+++ PROVIDED TEXT
One company that has found out just how tough this kind of service is to run is London-based telecoms firm Video Networks, which offers an on-demand TV-over-broadband service to large parts of London under the brand name Homechoice (). Unlike some cable and satellite services that run content at 15-minute intervals, Homechoice offers a true “on-demand” service: you watch shows precisely when you want to. It offers not only movies and live-broadcast TV programmes, but also TV shows that you may have missed, up to a week after they were aired.
Homechoice subscribers get an ADSL modem that delivers video at 4.5 Mbit/s down their phone line. This plugs into both their TV and PC. The modem communicates with another modem at the local phone exchange, which is connected using a dedicated network directly to Video Networks content servers. A request from the PC for a website is routed to the internet – but a movie or TV channel is routed directly from the servers to the customer’s TV without passing onto the internet.
“Most fixed-phone networks rely on data transfer techniques that are old, and may notwork with the internet’s packet switching”
Operators in different countries face very different problems. For instance, while Video Networks has to compete with UK cable TV services, that’s not a problem faced by say, Fastweb, a company providing a similar service in Italy, where cable TV is almost unknown. In the US TV-over-broadband is up against not only the ubiquitous cable services, but is also hit by the limited range over which high-speed broadband can operate. In the densely populated cities of Europe and Asia, the 2-kilometre range of 4 Mbit/s transmission is less of a problem than in the suburban sprawl of the US.
++++++
+++ INFORMATION SUPPLIED
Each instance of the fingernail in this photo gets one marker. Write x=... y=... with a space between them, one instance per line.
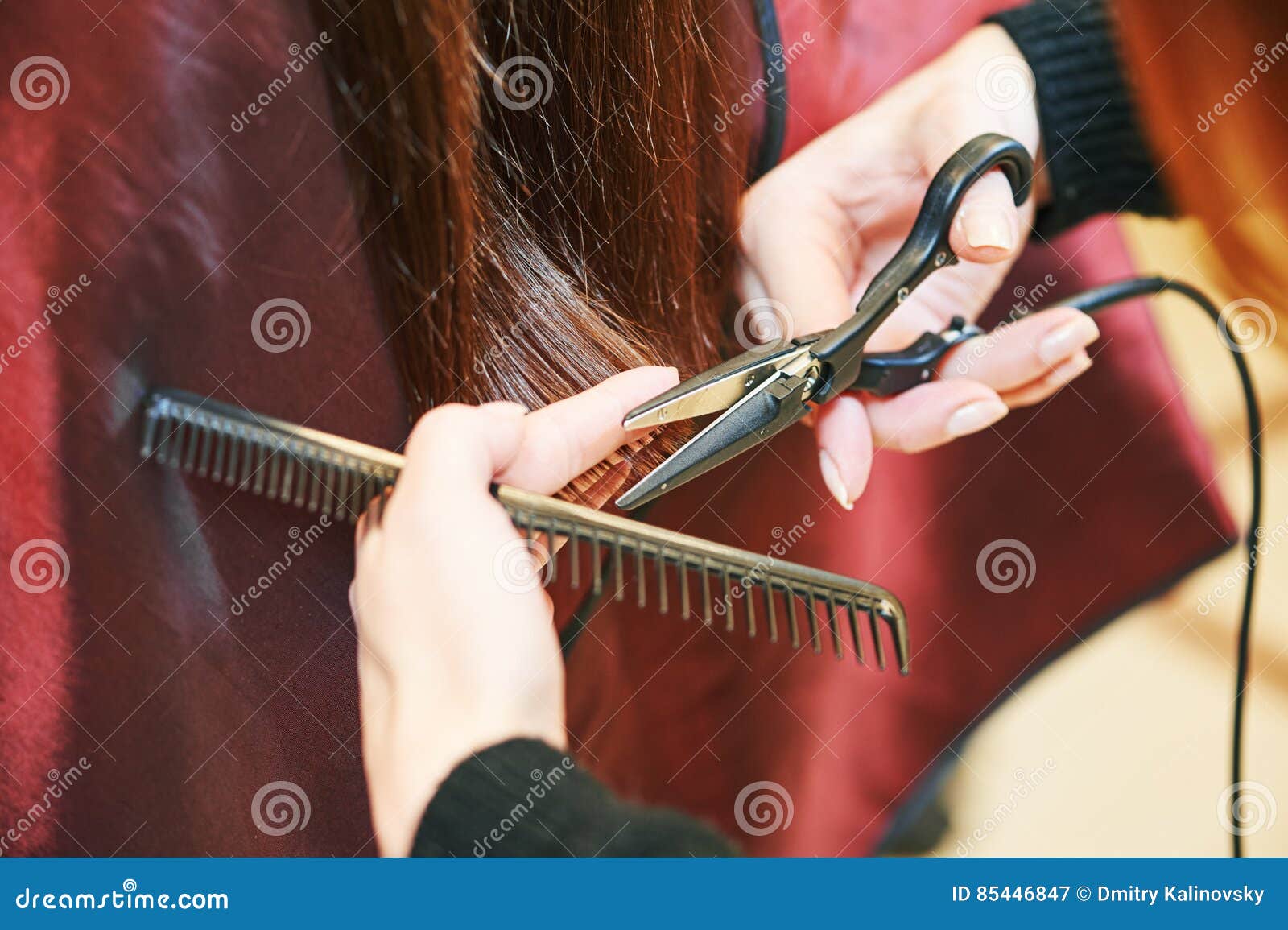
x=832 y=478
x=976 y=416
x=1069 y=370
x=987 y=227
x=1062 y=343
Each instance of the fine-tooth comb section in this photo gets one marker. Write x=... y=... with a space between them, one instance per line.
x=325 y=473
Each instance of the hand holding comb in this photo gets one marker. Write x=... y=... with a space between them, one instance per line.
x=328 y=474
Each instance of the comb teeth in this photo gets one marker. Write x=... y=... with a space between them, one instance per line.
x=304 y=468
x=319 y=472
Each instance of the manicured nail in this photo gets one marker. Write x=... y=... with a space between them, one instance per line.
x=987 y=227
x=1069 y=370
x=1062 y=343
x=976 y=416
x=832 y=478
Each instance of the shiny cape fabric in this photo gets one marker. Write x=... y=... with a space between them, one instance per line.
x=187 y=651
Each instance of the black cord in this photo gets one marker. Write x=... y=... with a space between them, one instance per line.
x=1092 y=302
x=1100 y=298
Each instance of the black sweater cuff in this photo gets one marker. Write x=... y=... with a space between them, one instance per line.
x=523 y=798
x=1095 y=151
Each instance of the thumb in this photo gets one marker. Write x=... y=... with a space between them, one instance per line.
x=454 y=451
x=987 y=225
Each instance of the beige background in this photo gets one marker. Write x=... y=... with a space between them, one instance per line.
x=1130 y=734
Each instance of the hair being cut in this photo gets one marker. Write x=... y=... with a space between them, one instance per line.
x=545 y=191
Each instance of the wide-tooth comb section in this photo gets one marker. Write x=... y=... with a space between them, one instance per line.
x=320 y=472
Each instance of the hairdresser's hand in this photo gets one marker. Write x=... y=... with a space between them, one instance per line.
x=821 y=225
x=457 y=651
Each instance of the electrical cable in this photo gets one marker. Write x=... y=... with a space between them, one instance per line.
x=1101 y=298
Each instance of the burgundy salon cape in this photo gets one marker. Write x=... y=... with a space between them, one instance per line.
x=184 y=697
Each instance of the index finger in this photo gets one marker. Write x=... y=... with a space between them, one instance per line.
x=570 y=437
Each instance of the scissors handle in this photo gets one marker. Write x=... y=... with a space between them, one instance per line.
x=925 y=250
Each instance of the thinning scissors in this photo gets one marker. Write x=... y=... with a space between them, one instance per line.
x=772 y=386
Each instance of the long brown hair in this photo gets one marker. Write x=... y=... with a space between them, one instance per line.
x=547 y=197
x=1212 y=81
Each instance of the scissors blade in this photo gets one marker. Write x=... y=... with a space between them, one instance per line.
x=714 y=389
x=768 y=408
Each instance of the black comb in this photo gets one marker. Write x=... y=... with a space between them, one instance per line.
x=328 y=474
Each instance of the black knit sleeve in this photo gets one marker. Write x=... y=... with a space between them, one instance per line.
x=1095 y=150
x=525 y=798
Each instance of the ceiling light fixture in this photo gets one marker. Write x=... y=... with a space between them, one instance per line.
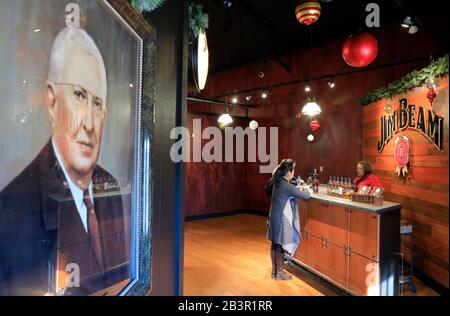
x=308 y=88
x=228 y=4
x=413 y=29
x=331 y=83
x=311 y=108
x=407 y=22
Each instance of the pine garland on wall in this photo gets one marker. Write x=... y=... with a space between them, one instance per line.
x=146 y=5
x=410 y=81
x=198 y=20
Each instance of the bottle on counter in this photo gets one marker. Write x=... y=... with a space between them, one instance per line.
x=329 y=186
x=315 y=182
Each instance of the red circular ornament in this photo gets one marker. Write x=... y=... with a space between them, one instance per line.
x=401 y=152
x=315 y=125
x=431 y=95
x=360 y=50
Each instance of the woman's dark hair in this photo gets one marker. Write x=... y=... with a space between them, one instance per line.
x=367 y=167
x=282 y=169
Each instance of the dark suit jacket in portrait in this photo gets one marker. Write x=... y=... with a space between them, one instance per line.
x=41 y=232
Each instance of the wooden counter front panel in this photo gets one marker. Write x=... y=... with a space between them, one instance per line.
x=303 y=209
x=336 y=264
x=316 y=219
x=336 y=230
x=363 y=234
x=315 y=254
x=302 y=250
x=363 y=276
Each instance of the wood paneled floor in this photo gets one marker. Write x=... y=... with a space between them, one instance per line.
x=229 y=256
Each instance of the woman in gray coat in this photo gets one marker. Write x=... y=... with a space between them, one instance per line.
++++++
_INSTRUCTIONS_.
1. Reproduce the TV-over-broadband article from "Homechoice subscribers get" to "onto the internet.".
2. Output as a numbered list the lines of the entries from the line with "Each instance of the thumb" to the line with "x=987 y=225", both included, leaving out any blank lines.
The TV-over-broadband article and the entries are unrelated material.

_FINAL RESULTS_.
1.
Homechoice subscribers get an ADSL modem that delivers video at 4.5 Mbit/s down their phone line. This plugs into both their TV and PC. The modem communicates with another modem at the local phone exchange, which is connected using a dedicated network directly to Video Networks content servers. A request from the PC for a website is routed to the internet – but a movie or TV channel is routed directly from the servers to the customer’s TV without passing onto the internet.

2.
1. Each instance of the thumb in this photo gets one marker. Write x=... y=... with a space between them, one instance per line.
2. x=454 y=451
3. x=987 y=225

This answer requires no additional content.